* **WORK INSTRUCTIONS**: Rewrite all of the entries below as a single JSON list of strings, with one string for each line and blank lines left out.

------------------------------------

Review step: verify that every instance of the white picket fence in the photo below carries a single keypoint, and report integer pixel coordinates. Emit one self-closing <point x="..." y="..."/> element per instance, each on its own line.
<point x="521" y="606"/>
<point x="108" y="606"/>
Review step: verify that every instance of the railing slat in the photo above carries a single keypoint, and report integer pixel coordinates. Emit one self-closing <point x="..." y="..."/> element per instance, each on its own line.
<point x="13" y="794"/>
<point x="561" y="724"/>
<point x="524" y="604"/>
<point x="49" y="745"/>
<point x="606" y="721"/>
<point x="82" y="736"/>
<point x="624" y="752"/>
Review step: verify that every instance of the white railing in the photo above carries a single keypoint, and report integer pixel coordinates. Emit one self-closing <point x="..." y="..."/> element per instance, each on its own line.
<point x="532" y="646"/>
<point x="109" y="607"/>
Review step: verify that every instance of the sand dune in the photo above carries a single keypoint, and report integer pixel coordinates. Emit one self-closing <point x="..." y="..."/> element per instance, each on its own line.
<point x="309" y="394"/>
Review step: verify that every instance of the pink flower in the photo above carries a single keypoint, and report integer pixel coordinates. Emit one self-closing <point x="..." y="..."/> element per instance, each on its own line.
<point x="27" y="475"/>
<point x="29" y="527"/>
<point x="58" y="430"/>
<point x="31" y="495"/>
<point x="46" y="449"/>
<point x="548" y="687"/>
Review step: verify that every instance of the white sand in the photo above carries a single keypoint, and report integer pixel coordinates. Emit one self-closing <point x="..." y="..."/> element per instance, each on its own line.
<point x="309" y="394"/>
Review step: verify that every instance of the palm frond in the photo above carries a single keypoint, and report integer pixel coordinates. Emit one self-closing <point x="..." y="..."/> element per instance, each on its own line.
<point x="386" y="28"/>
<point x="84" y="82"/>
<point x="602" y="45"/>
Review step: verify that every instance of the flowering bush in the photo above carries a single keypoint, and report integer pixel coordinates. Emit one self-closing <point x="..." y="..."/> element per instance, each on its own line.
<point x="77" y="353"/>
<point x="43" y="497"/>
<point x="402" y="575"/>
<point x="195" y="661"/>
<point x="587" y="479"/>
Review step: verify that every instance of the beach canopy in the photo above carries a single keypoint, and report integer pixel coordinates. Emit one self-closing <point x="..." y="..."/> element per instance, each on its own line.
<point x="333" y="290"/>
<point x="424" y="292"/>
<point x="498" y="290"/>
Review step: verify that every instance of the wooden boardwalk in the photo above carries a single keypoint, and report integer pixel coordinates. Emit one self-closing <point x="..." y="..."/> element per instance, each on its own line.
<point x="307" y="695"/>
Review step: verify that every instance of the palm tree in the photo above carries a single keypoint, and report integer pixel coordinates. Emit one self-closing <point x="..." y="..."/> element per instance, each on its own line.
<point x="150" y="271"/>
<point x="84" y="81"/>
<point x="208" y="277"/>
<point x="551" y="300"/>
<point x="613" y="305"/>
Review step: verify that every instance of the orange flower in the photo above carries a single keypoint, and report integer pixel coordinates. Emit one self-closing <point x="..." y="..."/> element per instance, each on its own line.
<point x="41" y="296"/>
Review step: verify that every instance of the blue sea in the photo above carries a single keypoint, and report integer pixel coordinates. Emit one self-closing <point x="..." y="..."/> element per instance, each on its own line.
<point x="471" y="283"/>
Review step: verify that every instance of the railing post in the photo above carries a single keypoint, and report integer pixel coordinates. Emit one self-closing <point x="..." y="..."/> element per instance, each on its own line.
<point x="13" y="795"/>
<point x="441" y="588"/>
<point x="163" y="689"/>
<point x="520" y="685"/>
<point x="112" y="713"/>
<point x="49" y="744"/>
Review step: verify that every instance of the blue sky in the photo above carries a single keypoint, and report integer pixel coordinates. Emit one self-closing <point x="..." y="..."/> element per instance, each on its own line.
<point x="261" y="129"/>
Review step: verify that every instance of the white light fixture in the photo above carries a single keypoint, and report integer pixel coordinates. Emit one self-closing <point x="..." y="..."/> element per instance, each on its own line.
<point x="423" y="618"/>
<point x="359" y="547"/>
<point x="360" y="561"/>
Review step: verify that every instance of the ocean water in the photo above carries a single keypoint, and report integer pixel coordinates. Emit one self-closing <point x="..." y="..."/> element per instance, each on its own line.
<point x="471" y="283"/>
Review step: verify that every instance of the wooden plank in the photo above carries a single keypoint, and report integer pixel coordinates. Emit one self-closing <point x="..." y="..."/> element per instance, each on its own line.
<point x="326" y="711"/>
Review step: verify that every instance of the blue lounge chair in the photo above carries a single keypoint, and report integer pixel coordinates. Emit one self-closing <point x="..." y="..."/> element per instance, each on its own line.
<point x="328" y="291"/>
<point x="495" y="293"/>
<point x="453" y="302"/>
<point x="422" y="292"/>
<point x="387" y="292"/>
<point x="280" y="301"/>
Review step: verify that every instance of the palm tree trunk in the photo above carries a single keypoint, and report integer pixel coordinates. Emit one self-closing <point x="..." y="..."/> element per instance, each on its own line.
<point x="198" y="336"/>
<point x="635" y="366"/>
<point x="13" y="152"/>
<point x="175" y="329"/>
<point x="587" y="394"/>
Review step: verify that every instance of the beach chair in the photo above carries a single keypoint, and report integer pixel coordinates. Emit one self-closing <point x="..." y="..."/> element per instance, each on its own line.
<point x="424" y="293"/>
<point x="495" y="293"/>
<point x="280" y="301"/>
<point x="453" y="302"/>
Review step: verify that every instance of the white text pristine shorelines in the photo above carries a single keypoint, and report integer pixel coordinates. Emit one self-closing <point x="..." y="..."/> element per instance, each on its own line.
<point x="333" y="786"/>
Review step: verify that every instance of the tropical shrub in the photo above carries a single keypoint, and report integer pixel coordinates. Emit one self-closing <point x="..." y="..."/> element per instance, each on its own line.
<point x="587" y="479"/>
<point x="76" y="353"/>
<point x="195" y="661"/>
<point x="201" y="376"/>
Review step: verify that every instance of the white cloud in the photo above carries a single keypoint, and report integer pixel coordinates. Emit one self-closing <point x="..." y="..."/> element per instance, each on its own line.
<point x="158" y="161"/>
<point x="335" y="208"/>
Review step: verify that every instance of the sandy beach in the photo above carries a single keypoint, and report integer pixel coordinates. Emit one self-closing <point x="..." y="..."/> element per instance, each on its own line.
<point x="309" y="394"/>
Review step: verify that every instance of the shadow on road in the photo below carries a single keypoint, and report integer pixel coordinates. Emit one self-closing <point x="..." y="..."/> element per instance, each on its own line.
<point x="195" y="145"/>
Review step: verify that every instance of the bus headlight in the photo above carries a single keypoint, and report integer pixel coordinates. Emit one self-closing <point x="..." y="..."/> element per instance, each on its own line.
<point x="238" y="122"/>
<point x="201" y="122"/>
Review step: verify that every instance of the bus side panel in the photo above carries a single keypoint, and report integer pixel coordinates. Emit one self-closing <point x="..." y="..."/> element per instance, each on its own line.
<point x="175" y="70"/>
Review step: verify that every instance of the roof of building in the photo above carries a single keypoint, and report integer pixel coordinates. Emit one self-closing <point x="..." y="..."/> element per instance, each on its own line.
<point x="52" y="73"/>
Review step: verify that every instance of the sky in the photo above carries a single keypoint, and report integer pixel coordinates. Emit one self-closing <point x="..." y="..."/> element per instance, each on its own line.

------------------------------------

* **SOLUTION TO THE PROBLEM**:
[
  "Review step: verify that every instance of the white picket fence in the photo below carries a single keypoint, and report integer pixel coordinates. Emit one self-closing <point x=\"...\" y=\"...\"/> element per instance, each on its own line.",
  "<point x=\"521\" y=\"606\"/>",
  "<point x=\"108\" y=\"606\"/>",
  "Review step: verify that every instance of the railing slat in the photo above carries a single keypoint, and report integer pixel coordinates. Emit one self-closing <point x=\"...\" y=\"...\"/> element per instance, each on its own line.",
  "<point x=\"13\" y=\"794\"/>",
  "<point x=\"561\" y=\"724\"/>",
  "<point x=\"524\" y=\"604\"/>",
  "<point x=\"49\" y=\"745\"/>",
  "<point x=\"606\" y=\"721\"/>",
  "<point x=\"82\" y=\"736\"/>",
  "<point x=\"624\" y=\"752\"/>",
  "Review step: verify that every instance of the white railing in the photo above carries a single keypoint, and report integer pixel coordinates. Emit one self-closing <point x=\"...\" y=\"...\"/> element per instance, each on its own line.",
  "<point x=\"532\" y=\"646\"/>",
  "<point x=\"109\" y=\"607\"/>",
  "Review step: verify that every instance of the sand dune in the photo above carries a single keypoint, and report integer pixel coordinates. Emit one self-closing <point x=\"...\" y=\"...\"/> element per instance, each on its own line.",
  "<point x=\"309\" y=\"394\"/>",
  "Review step: verify that every instance of the pink flower in the photo above carries a single keypoint, and report integer pixel coordinates. Emit one self-closing <point x=\"...\" y=\"...\"/> element per instance, each on its own line.",
  "<point x=\"27\" y=\"475\"/>",
  "<point x=\"29\" y=\"527\"/>",
  "<point x=\"58\" y=\"430\"/>",
  "<point x=\"31\" y=\"495\"/>",
  "<point x=\"46\" y=\"449\"/>",
  "<point x=\"548\" y=\"687\"/>",
  "Review step: verify that every instance of the white sand in the photo above carries a single keypoint, and report integer pixel coordinates. Emit one self-closing <point x=\"...\" y=\"...\"/> element per instance, each on its own line.",
  "<point x=\"309\" y=\"394\"/>",
  "Review step: verify that every instance of the palm frond in the photo above carries a single keypoint, and report integer pixel coordinates. Emit one self-closing <point x=\"...\" y=\"...\"/> element per instance, each on its own line.",
  "<point x=\"386\" y=\"28\"/>",
  "<point x=\"84\" y=\"82\"/>",
  "<point x=\"602\" y=\"45\"/>",
  "Review step: verify that every instance of the flowering bush in the photo above carries a single keypoint, and report integer pixel coordinates. Emit one self-closing <point x=\"...\" y=\"...\"/> element per instance, each on its own line.",
  "<point x=\"77\" y=\"353\"/>",
  "<point x=\"43\" y=\"497\"/>",
  "<point x=\"402\" y=\"575\"/>",
  "<point x=\"195\" y=\"661\"/>",
  "<point x=\"587\" y=\"479\"/>",
  "Review step: verify that every instance of the beach canopy in the photo above carries a single keypoint, and report integer pixel coordinates. Emit one self-closing <point x=\"...\" y=\"...\"/> element per instance, each on its own line.",
  "<point x=\"333\" y=\"290\"/>",
  "<point x=\"424\" y=\"292\"/>",
  "<point x=\"498\" y=\"290\"/>",
  "Review step: verify that every instance of the wooden boardwalk in the photo above carries a single keypoint, and report integer pixel coordinates. Emit one self-closing <point x=\"...\" y=\"...\"/> element per instance, each on its own line.",
  "<point x=\"307\" y=\"695\"/>",
  "Review step: verify that every instance of the palm tree in the photo above carries a single keypoint, and report integer pixel coordinates. Emit one self-closing <point x=\"...\" y=\"...\"/> element per instance, each on its own line.",
  "<point x=\"150\" y=\"271\"/>",
  "<point x=\"84\" y=\"81\"/>",
  "<point x=\"208\" y=\"277\"/>",
  "<point x=\"551\" y=\"300\"/>",
  "<point x=\"613\" y=\"305\"/>",
  "Review step: verify that every instance of the orange flower in the photo above carries a single keypoint, and report integer pixel coordinates. Emit one self-closing <point x=\"...\" y=\"...\"/> element per instance, each on its own line.",
  "<point x=\"41\" y=\"296\"/>",
  "Review step: verify that every instance of the blue sea in the photo above carries a single keypoint, and report integer pixel coordinates. Emit one self-closing <point x=\"...\" y=\"...\"/> element per instance, each on its own line.",
  "<point x=\"471\" y=\"283\"/>",
  "Review step: verify that every instance of the railing post in the photo above carries a single keypoint, and report integer pixel coordinates. Emit one self-closing <point x=\"...\" y=\"...\"/> element per instance, each on its own line.",
  "<point x=\"13\" y=\"795\"/>",
  "<point x=\"441\" y=\"588\"/>",
  "<point x=\"163\" y=\"689\"/>",
  "<point x=\"520\" y=\"685\"/>",
  "<point x=\"112\" y=\"713\"/>",
  "<point x=\"49\" y=\"744\"/>",
  "Review step: verify that every instance of the blue sky in the photo above carries a single keypoint, and report integer pixel coordinates. Emit one self-closing <point x=\"...\" y=\"...\"/> element per instance, each on its own line.",
  "<point x=\"261\" y=\"129\"/>",
  "Review step: verify that every instance of the white light fixture in the photo above carries a single keypoint, and report integer pixel coordinates. Emit one self-closing <point x=\"...\" y=\"...\"/> element per instance, each on its own line.",
  "<point x=\"423\" y=\"618\"/>",
  "<point x=\"359\" y=\"547\"/>",
  "<point x=\"360\" y=\"561\"/>",
  "Review step: verify that every instance of the ocean water in the photo above carries a single keypoint, and report integer pixel coordinates. Emit one self-closing <point x=\"...\" y=\"...\"/> element per instance, each on its own line.",
  "<point x=\"471\" y=\"283\"/>",
  "Review step: verify that every instance of the wooden plank in the photo above carries a single keypoint, and report integer pixel coordinates. Emit one self-closing <point x=\"...\" y=\"...\"/> element per instance, each on its own line.",
  "<point x=\"326\" y=\"711\"/>",
  "Review step: verify that every instance of the blue lounge chair in the photo above carries a single keypoint, and report integer pixel coordinates. Emit one self-closing <point x=\"...\" y=\"...\"/> element per instance, each on its own line.",
  "<point x=\"328\" y=\"291\"/>",
  "<point x=\"495\" y=\"293\"/>",
  "<point x=\"453\" y=\"302\"/>",
  "<point x=\"422\" y=\"292\"/>",
  "<point x=\"387\" y=\"292\"/>",
  "<point x=\"280\" y=\"301\"/>",
  "Review step: verify that every instance of the palm tree trunk in the photo above carries a single keypoint, and report integer pixel coordinates. Emit one self-closing <point x=\"...\" y=\"...\"/> element per instance, each on its own line.",
  "<point x=\"198\" y=\"336\"/>",
  "<point x=\"635\" y=\"366\"/>",
  "<point x=\"13\" y=\"152\"/>",
  "<point x=\"175\" y=\"329\"/>",
  "<point x=\"587\" y=\"394\"/>",
  "Review step: verify that every instance of the beach chair in the photo above carries a single keypoint, and report integer pixel coordinates. Emit one self-closing <point x=\"...\" y=\"...\"/> element per instance, each on its own line.",
  "<point x=\"424\" y=\"293\"/>",
  "<point x=\"495\" y=\"293\"/>",
  "<point x=\"280\" y=\"301\"/>",
  "<point x=\"453\" y=\"302\"/>",
  "Review step: verify that every instance of the white text pristine shorelines in the photo above carries a single keypoint, and report integer pixel coordinates. Emit one self-closing <point x=\"...\" y=\"...\"/> element per instance, each on its own line.",
  "<point x=\"333\" y=\"786\"/>",
  "Review step: verify that every instance of the tropical shrub in the photo above carries a single keypoint, and report integer pixel coordinates. Emit one self-closing <point x=\"...\" y=\"...\"/> element per instance, each on its own line.",
  "<point x=\"587\" y=\"479\"/>",
  "<point x=\"76\" y=\"353\"/>",
  "<point x=\"195\" y=\"661\"/>",
  "<point x=\"201\" y=\"376\"/>",
  "Review step: verify that every instance of the white cloud in the photo above carries a single keypoint, and report integer pixel coordinates. Emit one self-closing <point x=\"...\" y=\"...\"/> element per instance, each on its own line.",
  "<point x=\"158\" y=\"161\"/>",
  "<point x=\"335\" y=\"208\"/>",
  "Review step: verify that every instance of the sandy beach in the photo above carries a single keypoint, and report integer pixel coordinates. Emit one self-closing <point x=\"...\" y=\"...\"/> element per instance, each on its own line.",
  "<point x=\"309\" y=\"394\"/>",
  "Review step: verify that every instance of the shadow on road in the photo below carries a single keypoint, and report integer pixel coordinates. Emit one self-closing <point x=\"...\" y=\"...\"/> element per instance, each on its own line.",
  "<point x=\"195\" y=\"145\"/>",
  "Review step: verify that every instance of the bus headlight in the photo above carries a single keypoint, and report integer pixel coordinates. Emit one self-closing <point x=\"...\" y=\"...\"/> element per instance, each on its own line.",
  "<point x=\"238\" y=\"122\"/>",
  "<point x=\"201\" y=\"122\"/>",
  "Review step: verify that every instance of the bus side panel in the photo above carries a single keypoint, and report integer pixel coordinates. Emit one self-closing <point x=\"...\" y=\"...\"/> element per instance, each on its own line.",
  "<point x=\"175\" y=\"70\"/>",
  "Review step: verify that every instance of the roof of building in the photo above carries a single keypoint, and report integer pixel coordinates. Emit one self-closing <point x=\"...\" y=\"...\"/> element per instance, each on its own line.",
  "<point x=\"52\" y=\"73\"/>",
  "Review step: verify that every instance of the sky in the photo above carries a single keypoint, and report integer pixel coordinates. Emit one self-closing <point x=\"...\" y=\"...\"/> element per instance, each on its own line."
]